Texto seleccionado →
Un estratega formado en la arena política puede leer lo que ningún software detecta: el tono de una plaza, el silencio incómodo de un público, el rumor que crece entre vecinos. Esos matices son invisibles para la inteligencia artificial, pero decisivos para el voto real.
Por eso, usar la tecnología sin estrategia es como tener un auto de Fórmula 1 y conducirlo como una patineta. La herramienta tiene potencial, sí, pero solo si quien la usa entiende su verdadero alcance, sus límites y sus riesgos.
No se trata de rechazar la tecnología. Sería un error. La tecnología es fundamental y seguirá creciendo en importancia. Pero hay que aprender a colocarla en su lugar: al servicio de la estrategia, no por encima de ella.
Desde mi experiencia, he aprendido que la inteligencia artificial puede acelerar procesos, pero no reemplaza la inteligencia emocional de un estratega. Las métricas son frías; las decisiones políticas son humanas. Y ese equilibrio es lo que separa a una campaña efectiva de una desorientada.
En términos racionales, la lección es clara: los datos sirven para confirmar hipótesis, no para definirlas. Ninguna plataforma puede decidir por sí sola cuándo un discurso conecta, cuándo un barrio necesita presencia o cuándo un mensaje debe cambiar de tono.
En términos emocionales, la enseñanza es aún más profunda: confiar ciegamente en la tecnología es una forma moderna de desconectarse de la gente. Y cuando una campaña se desconecta de la gente, pierde su alma, aunque sus estadísticas suban.
He visto candidatos rodeados de pantallas, creyendo que cada gráfico ascendente era una señal de victoria. Pero el voto no se gana con ilusiones digitales. Se gana con empatía, con mirada directa, con la escucha activa de quienes aún no creen en nadie.
Por eso, mi consejo a quienes conducen campañas es simple: usen toda la tecnología que puedan, pero no olviden que los algoritmos son aliados, no sustitutos. La estrategia sigue siendo humana. La experiencia sigue siendo insustituible. La intuición sigue siendo política.
La tecnología puede hacerte creer que vas ganando, pero solo la conexión humana te hará realmente ganar. En política, las pantallas informan; los corazones deciden.

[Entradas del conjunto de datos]
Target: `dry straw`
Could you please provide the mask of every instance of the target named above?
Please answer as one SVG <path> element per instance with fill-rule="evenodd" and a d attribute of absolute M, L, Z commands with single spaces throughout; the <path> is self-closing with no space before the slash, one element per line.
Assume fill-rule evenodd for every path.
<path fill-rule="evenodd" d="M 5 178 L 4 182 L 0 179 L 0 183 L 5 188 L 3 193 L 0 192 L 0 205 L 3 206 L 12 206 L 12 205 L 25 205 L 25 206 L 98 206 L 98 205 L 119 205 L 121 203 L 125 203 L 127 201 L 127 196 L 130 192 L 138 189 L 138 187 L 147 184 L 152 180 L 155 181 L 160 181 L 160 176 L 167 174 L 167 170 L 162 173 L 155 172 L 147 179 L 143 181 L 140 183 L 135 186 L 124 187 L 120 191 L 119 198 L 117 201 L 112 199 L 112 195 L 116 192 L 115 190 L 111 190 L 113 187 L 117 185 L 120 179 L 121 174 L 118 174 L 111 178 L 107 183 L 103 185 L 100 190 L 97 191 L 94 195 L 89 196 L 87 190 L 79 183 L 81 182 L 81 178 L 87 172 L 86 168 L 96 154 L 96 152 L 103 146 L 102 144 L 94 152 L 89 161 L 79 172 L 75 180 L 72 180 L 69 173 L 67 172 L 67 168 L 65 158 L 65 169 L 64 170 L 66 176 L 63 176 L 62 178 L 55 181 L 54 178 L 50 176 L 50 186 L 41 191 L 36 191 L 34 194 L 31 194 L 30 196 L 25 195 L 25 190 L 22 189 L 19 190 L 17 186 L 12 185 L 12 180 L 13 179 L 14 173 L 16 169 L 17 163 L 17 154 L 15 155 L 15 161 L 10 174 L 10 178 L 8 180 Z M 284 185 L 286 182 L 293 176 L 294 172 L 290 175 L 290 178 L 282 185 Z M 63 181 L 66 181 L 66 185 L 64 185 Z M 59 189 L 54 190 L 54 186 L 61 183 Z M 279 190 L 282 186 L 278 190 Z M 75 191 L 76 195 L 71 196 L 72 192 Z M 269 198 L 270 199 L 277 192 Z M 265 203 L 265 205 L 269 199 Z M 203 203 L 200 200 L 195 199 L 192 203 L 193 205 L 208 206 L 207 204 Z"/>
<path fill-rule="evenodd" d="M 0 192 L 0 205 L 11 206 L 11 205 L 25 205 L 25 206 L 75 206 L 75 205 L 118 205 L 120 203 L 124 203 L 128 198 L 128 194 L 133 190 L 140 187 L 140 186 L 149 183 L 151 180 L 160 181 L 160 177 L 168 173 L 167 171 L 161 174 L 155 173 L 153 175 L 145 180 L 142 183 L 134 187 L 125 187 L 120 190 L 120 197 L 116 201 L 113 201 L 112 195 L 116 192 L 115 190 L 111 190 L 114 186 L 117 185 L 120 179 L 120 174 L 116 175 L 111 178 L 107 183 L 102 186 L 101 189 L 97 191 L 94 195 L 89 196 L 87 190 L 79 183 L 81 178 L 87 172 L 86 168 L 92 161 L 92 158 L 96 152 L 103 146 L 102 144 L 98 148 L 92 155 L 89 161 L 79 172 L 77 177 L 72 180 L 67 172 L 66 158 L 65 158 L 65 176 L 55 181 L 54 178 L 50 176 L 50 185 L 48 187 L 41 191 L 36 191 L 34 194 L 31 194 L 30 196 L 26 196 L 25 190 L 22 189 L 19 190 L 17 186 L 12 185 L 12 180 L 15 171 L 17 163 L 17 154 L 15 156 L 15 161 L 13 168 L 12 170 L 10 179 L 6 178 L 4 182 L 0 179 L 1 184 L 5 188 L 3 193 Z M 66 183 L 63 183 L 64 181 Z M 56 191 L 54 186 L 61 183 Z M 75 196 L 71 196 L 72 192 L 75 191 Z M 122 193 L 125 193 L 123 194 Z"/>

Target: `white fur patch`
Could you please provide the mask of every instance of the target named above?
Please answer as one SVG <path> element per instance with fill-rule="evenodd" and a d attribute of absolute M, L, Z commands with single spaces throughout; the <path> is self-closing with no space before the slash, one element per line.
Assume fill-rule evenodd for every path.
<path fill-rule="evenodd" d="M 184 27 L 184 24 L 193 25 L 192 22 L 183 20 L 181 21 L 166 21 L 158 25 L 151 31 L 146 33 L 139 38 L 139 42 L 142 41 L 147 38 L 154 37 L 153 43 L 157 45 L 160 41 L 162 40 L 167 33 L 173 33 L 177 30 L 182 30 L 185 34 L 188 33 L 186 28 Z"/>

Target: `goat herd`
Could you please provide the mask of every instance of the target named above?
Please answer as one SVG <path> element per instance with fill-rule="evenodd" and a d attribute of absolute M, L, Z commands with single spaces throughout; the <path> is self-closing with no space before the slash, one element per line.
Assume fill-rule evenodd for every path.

Ejercicio propuesto A →
Responde brevemente a estas preguntas sobre el texto acerca de la tecnología en las campañas políticas:
(i) ¿Con qué compara el texto usar la tecnología sin estrategia?
(ii) ¿Para qué sirven los datos, y para qué no?
(iii) ¿Qué hacen las pantallas en política?
Ejercicio propuesto B → Cambia "straw" por "hay" en todo lo que va desde el comienzo de los registros hasta la línea que contiene "179 L 0 183", ambos extremos incluidos, y reproduce solo ese tramo sin modificar nada más.
El texto y los registros no tienen relación entre sí.

Respuesta del ejercicio A →
(i) Con tener un auto de Fórmula 1 y conducirlo como una patineta.
(ii) Sirven para confirmar hipótesis, no para definirlas.
(iii) Informan.

Respuesta del ejercicio B →
Target: `dry hay`
Could you please provide the mask of every instance of the target named above?
Please answer as one SVG <path> element per instance with fill-rule="evenodd" and a d attribute of absolute M, L, Z commands with single spaces throughout; the <path> is self-closing with no space before the slash, one element per line.
Assume fill-rule evenodd for every path.
<path fill-rule="evenodd" d="M 5 178 L 4 182 L 0 179 L 0 183 L 5 188 L 3 193 L 0 192 L 0 205 L 3 206 L 12 206 L 12 205 L 25 205 L 25 206 L 98 206 L 98 205 L 119 205 L 121 203 L 125 203 L 127 201 L 127 196 L 130 192 L 138 189 L 138 187 L 147 184 L 152 180 L 155 181 L 160 181 L 160 176 L 167 174 L 167 170 L 162 173 L 155 172 L 147 179 L 143 181 L 140 183 L 135 186 L 124 187 L 120 191 L 119 198 L 117 201 L 112 199 L 112 195 L 116 192 L 115 190 L 111 190 L 113 187 L 117 185 L 120 179 L 121 174 L 118 174 L 111 178 L 107 183 L 103 185 L 100 190 L 97 191 L 94 195 L 89 196 L 87 190 L 79 183 L 81 182 L 81 178 L 87 172 L 86 168 L 96 154 L 96 152 L 103 146 L 102 144 L 94 152 L 89 161 L 79 172 L 75 180 L 72 180 L 69 173 L 67 172 L 67 168 L 65 158 L 65 169 L 64 170 L 66 176 L 63 176 L 62 178 L 55 181 L 54 178 L 50 176 L 50 186 L 41 191 L 36 191 L 34 194 L 31 194 L 30 196 L 25 195 L 25 190 L 22 189 L 19 190 L 17 186 L 12 185 L 12 180 L 13 179 L 14 173 L 16 169 L 17 163 L 17 154 L 15 155 L 15 161 L 10 174 L 10 178 L 8 180 Z M 284 185 L 286 182 L 293 176 L 294 172 L 290 175 L 290 178 L 282 185 Z M 63 181 L 66 181 L 66 185 L 64 185 Z M 59 189 L 54 190 L 54 186 L 61 183 Z M 279 190 L 282 186 L 278 190 Z M 75 191 L 76 195 L 71 196 L 72 192 Z M 269 198 L 270 199 L 277 192 Z M 265 203 L 265 205 L 269 199 Z M 203 203 L 200 200 L 195 199 L 192 203 L 193 205 L 208 206 L 207 204 Z"/>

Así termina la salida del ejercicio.